— START OF STORED DATA —
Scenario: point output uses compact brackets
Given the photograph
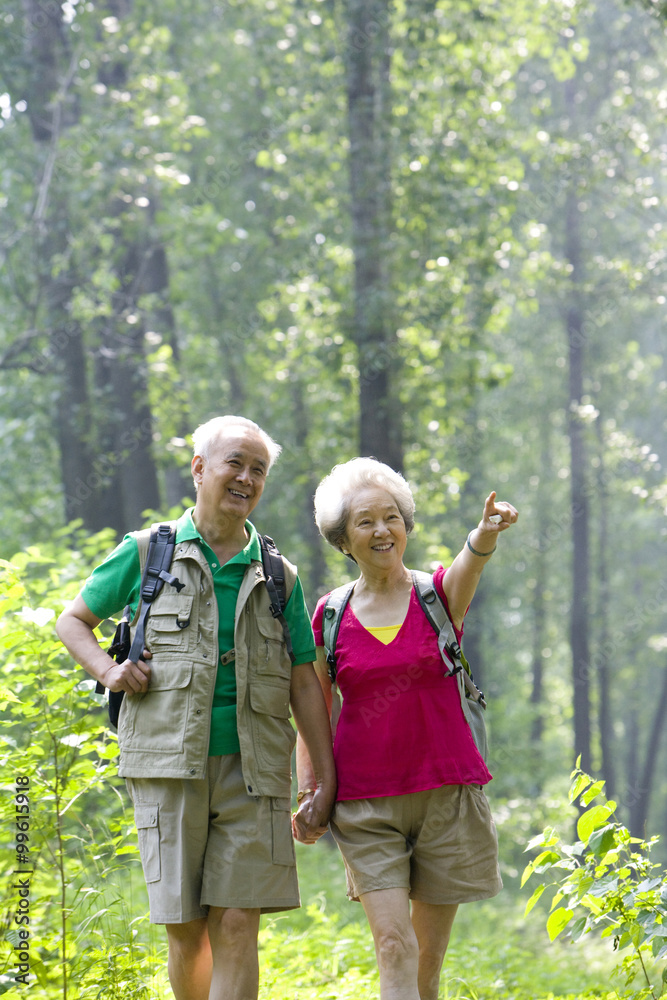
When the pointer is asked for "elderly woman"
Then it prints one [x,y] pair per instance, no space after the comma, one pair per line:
[411,818]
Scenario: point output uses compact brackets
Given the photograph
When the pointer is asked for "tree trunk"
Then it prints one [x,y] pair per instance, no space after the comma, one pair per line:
[642,797]
[368,94]
[318,574]
[579,619]
[605,719]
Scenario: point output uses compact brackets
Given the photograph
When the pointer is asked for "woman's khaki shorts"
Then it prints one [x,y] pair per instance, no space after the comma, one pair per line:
[441,845]
[208,843]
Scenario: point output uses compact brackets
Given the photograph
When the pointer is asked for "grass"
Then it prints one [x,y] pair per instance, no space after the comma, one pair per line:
[325,952]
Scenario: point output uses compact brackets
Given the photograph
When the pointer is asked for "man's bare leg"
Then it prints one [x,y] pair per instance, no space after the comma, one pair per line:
[190,960]
[233,936]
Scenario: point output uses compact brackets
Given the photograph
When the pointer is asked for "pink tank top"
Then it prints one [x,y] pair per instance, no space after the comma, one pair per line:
[401,727]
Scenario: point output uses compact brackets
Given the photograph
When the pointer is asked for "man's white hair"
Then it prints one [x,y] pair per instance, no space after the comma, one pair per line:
[336,491]
[208,434]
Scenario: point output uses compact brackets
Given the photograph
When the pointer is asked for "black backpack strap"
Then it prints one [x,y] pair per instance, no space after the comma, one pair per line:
[274,573]
[156,574]
[448,644]
[331,618]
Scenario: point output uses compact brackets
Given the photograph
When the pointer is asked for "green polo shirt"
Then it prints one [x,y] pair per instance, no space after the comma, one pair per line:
[117,582]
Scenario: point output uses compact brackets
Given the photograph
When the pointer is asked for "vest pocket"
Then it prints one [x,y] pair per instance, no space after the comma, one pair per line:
[155,722]
[273,734]
[168,626]
[282,842]
[271,656]
[146,817]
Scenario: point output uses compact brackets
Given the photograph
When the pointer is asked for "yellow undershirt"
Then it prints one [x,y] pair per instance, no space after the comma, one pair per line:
[385,633]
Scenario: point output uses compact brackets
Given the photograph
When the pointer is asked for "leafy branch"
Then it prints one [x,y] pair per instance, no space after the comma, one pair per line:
[604,881]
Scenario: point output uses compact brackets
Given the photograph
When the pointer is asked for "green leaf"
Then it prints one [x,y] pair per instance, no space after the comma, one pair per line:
[581,782]
[592,820]
[578,929]
[534,898]
[557,921]
[602,841]
[592,792]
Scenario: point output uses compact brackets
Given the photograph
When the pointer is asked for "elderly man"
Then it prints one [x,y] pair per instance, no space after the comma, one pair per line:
[204,732]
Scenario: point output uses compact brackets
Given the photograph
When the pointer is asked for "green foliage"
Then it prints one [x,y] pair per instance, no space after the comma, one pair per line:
[71,833]
[610,885]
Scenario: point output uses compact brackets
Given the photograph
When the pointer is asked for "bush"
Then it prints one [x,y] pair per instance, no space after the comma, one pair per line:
[605,881]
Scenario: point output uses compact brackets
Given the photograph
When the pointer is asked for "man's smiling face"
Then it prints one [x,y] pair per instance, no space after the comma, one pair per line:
[231,480]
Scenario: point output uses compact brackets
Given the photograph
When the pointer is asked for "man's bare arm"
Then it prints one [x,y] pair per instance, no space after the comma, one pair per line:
[75,629]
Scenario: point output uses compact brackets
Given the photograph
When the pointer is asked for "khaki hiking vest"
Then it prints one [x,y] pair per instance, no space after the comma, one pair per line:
[164,733]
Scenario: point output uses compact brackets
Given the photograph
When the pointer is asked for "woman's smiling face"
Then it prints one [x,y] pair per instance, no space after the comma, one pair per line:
[375,534]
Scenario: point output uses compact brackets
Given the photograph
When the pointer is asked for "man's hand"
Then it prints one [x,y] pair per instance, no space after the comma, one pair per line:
[311,819]
[130,677]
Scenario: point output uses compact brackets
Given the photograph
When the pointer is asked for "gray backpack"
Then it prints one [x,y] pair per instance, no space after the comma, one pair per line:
[472,699]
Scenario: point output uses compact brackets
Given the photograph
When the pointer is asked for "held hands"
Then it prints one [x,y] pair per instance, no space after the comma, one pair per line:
[130,677]
[310,820]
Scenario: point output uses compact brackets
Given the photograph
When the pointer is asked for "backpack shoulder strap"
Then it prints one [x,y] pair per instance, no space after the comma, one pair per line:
[434,609]
[333,613]
[450,650]
[156,551]
[280,578]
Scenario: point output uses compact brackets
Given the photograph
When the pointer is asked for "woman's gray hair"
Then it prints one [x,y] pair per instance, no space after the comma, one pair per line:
[337,490]
[208,434]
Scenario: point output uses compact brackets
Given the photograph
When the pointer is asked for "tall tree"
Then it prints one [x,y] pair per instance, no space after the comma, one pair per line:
[368,63]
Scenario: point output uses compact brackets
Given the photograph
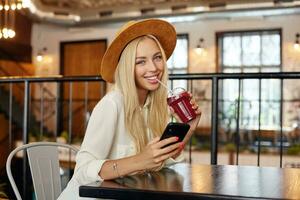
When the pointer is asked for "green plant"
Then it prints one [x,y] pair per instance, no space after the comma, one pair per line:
[294,150]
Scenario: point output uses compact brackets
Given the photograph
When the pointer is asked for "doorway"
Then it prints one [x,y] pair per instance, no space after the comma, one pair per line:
[79,58]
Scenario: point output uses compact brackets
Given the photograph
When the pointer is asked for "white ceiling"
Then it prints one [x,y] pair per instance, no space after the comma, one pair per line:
[86,12]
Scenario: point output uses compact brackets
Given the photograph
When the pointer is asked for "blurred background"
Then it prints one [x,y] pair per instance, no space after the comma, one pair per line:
[239,58]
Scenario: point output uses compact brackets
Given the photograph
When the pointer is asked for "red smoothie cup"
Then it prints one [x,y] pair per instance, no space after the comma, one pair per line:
[179,100]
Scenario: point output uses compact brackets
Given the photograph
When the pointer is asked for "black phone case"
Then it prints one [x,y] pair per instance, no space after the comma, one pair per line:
[175,129]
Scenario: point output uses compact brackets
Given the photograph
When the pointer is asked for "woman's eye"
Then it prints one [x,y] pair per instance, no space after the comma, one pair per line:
[140,62]
[158,57]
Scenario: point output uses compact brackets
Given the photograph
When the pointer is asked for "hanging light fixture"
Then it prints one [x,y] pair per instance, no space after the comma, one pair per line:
[200,46]
[8,10]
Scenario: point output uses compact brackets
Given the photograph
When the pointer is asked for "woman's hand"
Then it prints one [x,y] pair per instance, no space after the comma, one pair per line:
[193,123]
[155,153]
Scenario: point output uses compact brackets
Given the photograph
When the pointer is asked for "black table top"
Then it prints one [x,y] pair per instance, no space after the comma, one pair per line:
[184,181]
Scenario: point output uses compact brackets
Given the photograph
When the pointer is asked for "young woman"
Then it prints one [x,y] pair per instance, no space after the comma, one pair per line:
[122,136]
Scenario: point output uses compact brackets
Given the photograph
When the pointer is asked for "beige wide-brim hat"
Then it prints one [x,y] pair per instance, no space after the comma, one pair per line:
[162,30]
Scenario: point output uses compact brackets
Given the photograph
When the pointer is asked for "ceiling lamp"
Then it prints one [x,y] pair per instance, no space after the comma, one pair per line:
[8,10]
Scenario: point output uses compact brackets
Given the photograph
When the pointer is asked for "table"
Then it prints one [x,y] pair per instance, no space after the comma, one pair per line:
[185,181]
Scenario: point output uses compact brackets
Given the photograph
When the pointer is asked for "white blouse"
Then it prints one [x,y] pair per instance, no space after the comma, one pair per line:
[105,138]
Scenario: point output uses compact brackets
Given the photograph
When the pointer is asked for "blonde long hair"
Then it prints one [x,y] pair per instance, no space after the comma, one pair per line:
[158,111]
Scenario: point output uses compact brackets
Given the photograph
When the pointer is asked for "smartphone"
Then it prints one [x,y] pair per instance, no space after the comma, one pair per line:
[175,129]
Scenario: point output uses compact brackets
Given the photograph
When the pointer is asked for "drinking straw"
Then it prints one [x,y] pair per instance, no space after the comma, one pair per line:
[170,91]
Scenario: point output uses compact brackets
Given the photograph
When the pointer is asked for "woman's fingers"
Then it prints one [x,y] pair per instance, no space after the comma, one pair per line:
[171,148]
[168,155]
[175,115]
[154,140]
[165,142]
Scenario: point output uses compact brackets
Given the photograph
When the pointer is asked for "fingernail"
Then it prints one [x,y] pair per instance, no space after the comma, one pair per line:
[182,145]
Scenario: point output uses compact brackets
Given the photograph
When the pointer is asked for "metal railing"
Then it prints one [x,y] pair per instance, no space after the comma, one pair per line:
[213,78]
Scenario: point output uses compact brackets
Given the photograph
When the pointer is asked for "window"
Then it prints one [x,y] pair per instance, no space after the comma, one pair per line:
[178,62]
[244,52]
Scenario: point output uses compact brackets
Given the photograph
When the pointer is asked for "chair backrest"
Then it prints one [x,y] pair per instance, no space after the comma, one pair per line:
[44,167]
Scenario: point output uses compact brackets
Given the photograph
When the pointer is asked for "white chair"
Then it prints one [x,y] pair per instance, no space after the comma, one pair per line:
[44,167]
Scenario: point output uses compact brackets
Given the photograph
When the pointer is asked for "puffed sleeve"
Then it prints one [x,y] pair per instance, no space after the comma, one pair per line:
[97,142]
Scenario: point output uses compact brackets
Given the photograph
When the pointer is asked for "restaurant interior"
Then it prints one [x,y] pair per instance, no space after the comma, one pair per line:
[239,58]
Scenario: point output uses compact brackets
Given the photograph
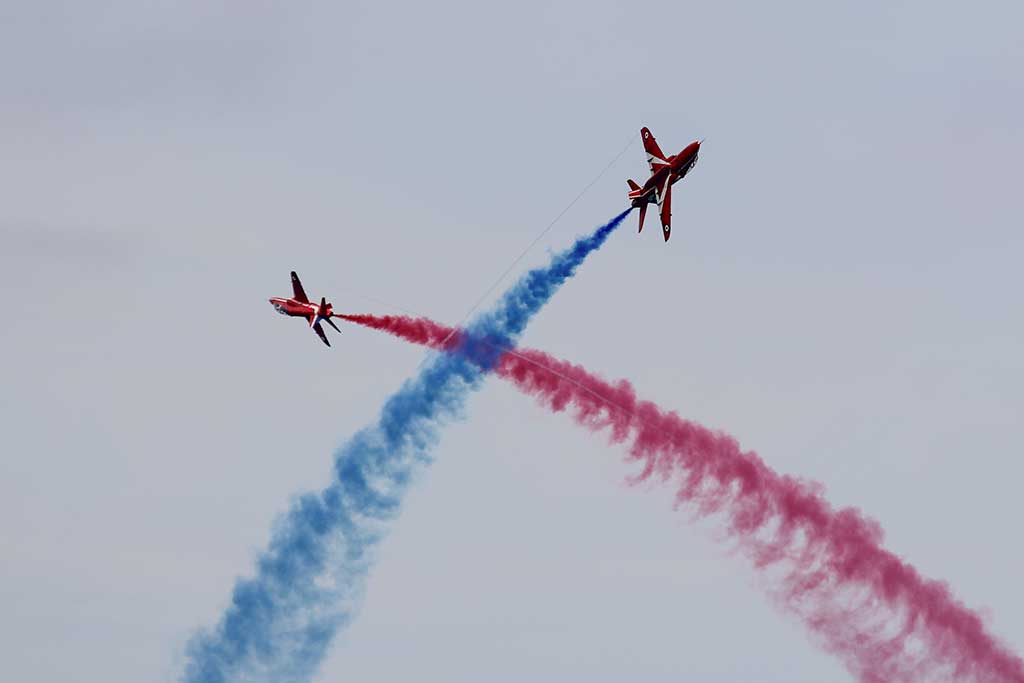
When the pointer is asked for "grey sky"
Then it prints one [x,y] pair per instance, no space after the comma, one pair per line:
[841,293]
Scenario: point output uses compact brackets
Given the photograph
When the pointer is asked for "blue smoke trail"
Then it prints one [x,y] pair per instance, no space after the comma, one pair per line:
[310,581]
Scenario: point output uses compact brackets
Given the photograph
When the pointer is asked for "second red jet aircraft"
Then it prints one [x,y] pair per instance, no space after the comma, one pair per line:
[665,172]
[300,306]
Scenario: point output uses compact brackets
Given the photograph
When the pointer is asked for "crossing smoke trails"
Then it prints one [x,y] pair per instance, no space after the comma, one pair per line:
[310,580]
[875,611]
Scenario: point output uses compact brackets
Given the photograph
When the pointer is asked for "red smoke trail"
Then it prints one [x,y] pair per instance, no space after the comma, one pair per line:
[873,610]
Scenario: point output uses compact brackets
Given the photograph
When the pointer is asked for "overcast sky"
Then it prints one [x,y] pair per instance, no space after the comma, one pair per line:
[842,293]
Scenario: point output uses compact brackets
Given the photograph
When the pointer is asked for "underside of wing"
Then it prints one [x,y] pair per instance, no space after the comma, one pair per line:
[299,293]
[665,200]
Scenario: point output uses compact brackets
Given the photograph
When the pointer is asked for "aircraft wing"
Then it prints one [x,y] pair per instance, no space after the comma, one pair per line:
[300,294]
[320,331]
[665,201]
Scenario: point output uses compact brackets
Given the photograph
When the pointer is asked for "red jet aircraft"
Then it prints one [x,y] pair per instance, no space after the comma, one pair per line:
[300,306]
[665,172]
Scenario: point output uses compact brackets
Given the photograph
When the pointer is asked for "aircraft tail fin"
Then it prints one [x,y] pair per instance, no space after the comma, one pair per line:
— END OF STORED DATA —
*GOAL OF THE EXERCISE*. Pull out every line of the data that contains the string "khaki", matching case exactly.

*FULL RESPONSE*.
When the pointer is asked for "woman's khaki shorts"
When the pointer is asked for "khaki hiking vest"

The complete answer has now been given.